• _PROBLEM TO SOLVE_
Copy, exactly and without additions, every line in the records below from the one holding "# rows come back like column 391, row 354" through the one holding "# rows come back like column 470, row 129", both ends included.
*** Opening of RECORDS FOR THE TASK ***
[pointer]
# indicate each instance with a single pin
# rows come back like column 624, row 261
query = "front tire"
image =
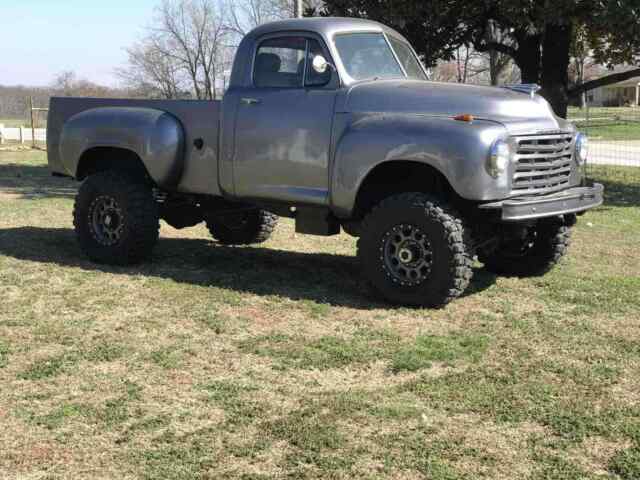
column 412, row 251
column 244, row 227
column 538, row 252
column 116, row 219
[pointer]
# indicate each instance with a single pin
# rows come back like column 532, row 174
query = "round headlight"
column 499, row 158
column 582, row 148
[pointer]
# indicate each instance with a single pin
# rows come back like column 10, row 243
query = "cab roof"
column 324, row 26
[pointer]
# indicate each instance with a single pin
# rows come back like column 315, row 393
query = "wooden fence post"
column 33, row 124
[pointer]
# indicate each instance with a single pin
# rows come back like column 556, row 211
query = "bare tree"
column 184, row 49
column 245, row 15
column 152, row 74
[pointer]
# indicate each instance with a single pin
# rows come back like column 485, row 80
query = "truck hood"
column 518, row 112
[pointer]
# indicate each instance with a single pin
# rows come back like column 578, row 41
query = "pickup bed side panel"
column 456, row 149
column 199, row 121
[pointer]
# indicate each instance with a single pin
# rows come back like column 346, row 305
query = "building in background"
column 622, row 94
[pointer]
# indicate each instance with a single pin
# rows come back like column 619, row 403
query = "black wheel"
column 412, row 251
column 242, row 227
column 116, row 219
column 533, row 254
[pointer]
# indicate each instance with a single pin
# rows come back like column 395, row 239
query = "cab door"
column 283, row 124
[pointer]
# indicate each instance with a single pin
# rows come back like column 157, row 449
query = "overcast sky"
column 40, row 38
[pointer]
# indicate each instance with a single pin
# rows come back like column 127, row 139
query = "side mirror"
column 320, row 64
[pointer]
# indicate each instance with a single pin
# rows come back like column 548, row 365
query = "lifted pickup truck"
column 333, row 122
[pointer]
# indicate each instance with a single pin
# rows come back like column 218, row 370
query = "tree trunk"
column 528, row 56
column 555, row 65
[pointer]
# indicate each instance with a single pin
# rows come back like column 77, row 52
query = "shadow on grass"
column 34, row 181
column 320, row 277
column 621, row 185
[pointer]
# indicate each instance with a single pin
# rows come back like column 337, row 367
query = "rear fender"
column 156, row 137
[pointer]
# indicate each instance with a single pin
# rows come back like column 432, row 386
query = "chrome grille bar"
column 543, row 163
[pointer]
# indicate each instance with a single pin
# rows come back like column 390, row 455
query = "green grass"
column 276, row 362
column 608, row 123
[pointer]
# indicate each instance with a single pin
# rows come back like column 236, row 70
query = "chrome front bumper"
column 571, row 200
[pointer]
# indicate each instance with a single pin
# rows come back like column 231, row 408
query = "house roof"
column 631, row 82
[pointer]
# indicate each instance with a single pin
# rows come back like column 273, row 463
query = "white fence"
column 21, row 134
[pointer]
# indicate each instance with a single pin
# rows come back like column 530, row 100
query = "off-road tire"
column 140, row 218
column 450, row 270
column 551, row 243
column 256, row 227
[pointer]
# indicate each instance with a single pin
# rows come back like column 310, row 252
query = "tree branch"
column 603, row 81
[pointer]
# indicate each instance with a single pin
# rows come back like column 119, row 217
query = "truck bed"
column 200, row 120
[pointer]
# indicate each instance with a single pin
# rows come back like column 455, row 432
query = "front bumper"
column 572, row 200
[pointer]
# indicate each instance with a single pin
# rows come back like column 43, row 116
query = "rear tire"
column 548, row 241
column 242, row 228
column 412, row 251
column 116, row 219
*** Close of RECORDS FOR THE TASK ***
*** Opening of RECORDS FOR THE TASK ***
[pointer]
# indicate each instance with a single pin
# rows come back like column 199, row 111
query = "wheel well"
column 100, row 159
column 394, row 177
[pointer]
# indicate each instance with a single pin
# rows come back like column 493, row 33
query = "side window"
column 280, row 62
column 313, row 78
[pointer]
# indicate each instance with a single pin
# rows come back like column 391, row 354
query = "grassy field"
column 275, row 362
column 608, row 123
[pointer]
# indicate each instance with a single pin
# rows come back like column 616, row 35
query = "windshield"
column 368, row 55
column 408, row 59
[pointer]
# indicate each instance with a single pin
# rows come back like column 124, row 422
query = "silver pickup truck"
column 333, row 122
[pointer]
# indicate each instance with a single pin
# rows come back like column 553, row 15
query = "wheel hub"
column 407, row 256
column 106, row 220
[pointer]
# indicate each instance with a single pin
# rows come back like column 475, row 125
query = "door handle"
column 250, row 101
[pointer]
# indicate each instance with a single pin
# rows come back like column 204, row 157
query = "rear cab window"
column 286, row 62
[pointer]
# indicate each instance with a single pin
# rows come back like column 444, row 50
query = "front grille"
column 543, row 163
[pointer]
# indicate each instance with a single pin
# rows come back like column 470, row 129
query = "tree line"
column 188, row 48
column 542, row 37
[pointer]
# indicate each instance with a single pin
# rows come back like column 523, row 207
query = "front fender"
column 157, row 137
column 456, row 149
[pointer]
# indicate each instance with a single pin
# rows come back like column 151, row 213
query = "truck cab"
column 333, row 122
*** Close of RECORDS FOR THE TASK ***
• _SOLVED PROBLEM_
# rows come back like column 391, row 354
query = "grassy field"
column 275, row 362
column 608, row 123
[pointer]
# indicate each instance with a single pin
# rows come back like column 616, row 35
query = "windshield"
column 368, row 55
column 408, row 59
[pointer]
# indicate each instance with a single pin
# rows come back like column 124, row 422
query = "silver pickup truck"
column 333, row 122
[pointer]
# indicate each instance with a single pin
# rows come back like column 553, row 15
query = "wheel hub"
column 407, row 256
column 106, row 220
[pointer]
# indicate each instance with a single pin
# rows come back like column 475, row 125
query = "door handle"
column 250, row 101
[pointer]
# indicate each instance with a single pin
# rows come back like column 204, row 157
query = "rear cab window"
column 286, row 62
[pointer]
# indicate each instance with a single pin
# rows come back like column 444, row 50
query = "front grille"
column 543, row 163
[pointer]
# indicate each instance with a single pin
# rows come back like column 470, row 129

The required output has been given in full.